#### Direction
Answer these questions from the home-buying guide:
(a) What share of home buyers used their savings as a down payment, according to the National Association of REALTORS 2016 Profile of Home Buyers and Sellers?
(b) How many months' worth of expenses does Cruze suggest keeping in an emergency fund?
(c) What down payment and loan term does Breier say potential homeowners should aim for?

#### Supplied text
══════════════════════════════

How to Get the Best Price on a New Home
When you become an adult and land your first job, you also start considering how to best invest your hard-earned money. Some people buy all the things they couldn’t afford before while others spend time traveling, but the most common desire is to own a home.
A home is pretty much the biggest expense you’ll have in your entire life. When you decide to go through the process of buying a home, you also commit to a series of expenses tied to home ownership. From finding a real estate agent, negotiating the price of the house, and closing costs to doing various projects to make it yours, being a homeowner can be financially-draining. But despite it all, the rewarding feeling of owning a space with your name on the deed is worth it.
It’s always best to consider your home as more than “just a house”. After all, it’s actually an investment that can earn you a profit in the long run. So once you’re set on buying a new home, you should already start saving for it as soon as you can.
Get Your Financial Ducks in a Row
According to finance guru, Rachel Cruze, “buying a home is one of the largest purchases you’re ever going to make, so you need to make sure you’re prepared.” Owning a home doesn’t happen overnight, or a week for that matter, since it involves large sums of money and time for negotiations & closing.
However, when you prepare your finances properly beforehand, you can get the home you want without being house-poor and it all starts with saving.
Start Saving as Early as Possible
The National Association of REALTORS 2016 Profile of Home Buyers and Sellers reported that 61% of people buying homes used their savings as down payment. With this in mind, it only makes sense to start saving as soon as you can if you’re planning on buying a home.
Remember that saving is a continuous process. You want to beef up your savings over time so that when the time comes when you’re ready to make the purchase, your finances are also in order.
Have an Emergency Fund
You need to save for more than just the down payment. Cruze suggests that you should also have at least three months worth of expenses in your emergency fund because anything can happen during the buying process. Most financial experts also agree on the concept of “extended savings”. According to wealth management president Dennis Breier, “often, young people have a down payment, but they are poor when they get into the house. At the first sign of trouble with the home, they have no money to fix it.”
While this is an unlikely problem if you opt for a newly-built home, you’d still want that savings readily available for other types of emergencies. You want to be prepared for anything, just in case.
As for the down payment, it seems like buying a new home has become more affordable. You can purchase homes with as little as 3% in down payment.
While this may sound doable to you, you need to listen to the experts. There’s a situation called “over housing” wherein the homeowner pays so little in down payment that they become a slave to the mortgage because of shortsightedness.
Breier adds that potential homeowners, especially young Millenials, should shoot for 20% down payment on 15-year loan term.
Saving for Your Down Payment
While you can take out a loan as the down payment for your home, saving up will make things easier and better for you in the long run. Having a chunk of savings ready to go when purchasing a home also demonstrates that you are financially ready for ownership which places you in a better position in getting approved for a home loan.
You want to start saving specifically for the down payment and not lump this money with the rest of your savings. This way, it’s easier to track how much money you have for the down payment and it’s a great idea to open a bank account solely for this purpose.

══════════════════════════════

#### Extracted information

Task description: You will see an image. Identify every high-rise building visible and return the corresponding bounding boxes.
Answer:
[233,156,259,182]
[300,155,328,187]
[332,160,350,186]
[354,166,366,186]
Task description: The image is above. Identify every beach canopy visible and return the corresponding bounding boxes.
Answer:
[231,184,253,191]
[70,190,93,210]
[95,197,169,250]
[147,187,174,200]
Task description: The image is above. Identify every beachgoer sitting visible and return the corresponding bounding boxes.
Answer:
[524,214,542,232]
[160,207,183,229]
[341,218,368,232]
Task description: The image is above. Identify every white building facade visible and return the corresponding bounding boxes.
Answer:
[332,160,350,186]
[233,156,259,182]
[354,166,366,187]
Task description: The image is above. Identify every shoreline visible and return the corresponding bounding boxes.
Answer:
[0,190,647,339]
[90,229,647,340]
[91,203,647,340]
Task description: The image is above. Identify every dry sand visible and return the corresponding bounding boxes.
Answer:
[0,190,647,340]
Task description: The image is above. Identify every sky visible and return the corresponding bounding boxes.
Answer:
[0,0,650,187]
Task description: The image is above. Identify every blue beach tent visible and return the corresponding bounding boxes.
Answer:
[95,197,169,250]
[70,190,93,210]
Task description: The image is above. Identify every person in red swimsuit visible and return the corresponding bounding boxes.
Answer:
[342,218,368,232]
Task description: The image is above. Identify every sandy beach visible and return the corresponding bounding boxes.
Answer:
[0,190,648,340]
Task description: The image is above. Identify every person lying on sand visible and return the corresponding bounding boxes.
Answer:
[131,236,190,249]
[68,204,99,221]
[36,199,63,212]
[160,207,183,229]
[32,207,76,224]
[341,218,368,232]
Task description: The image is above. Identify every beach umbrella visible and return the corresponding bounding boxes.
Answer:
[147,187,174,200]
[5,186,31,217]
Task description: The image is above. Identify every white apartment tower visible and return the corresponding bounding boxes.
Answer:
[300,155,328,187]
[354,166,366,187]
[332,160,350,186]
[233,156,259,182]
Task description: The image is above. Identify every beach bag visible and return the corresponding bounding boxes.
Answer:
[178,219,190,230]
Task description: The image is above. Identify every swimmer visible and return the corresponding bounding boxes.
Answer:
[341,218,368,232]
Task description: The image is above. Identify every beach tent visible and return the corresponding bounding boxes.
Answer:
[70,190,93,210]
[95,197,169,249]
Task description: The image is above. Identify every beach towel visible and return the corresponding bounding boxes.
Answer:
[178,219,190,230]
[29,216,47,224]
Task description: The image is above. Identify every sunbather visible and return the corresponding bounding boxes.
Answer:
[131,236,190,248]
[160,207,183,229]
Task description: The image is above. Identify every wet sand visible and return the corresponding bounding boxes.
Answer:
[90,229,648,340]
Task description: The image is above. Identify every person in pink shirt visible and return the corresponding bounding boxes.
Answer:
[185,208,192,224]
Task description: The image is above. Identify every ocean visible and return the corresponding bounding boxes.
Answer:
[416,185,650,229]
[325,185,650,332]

══════════════════════════════

#### Output for this task
(a) 61%
(b) At least three months
(c) A 20% down payment on a 15-year loan term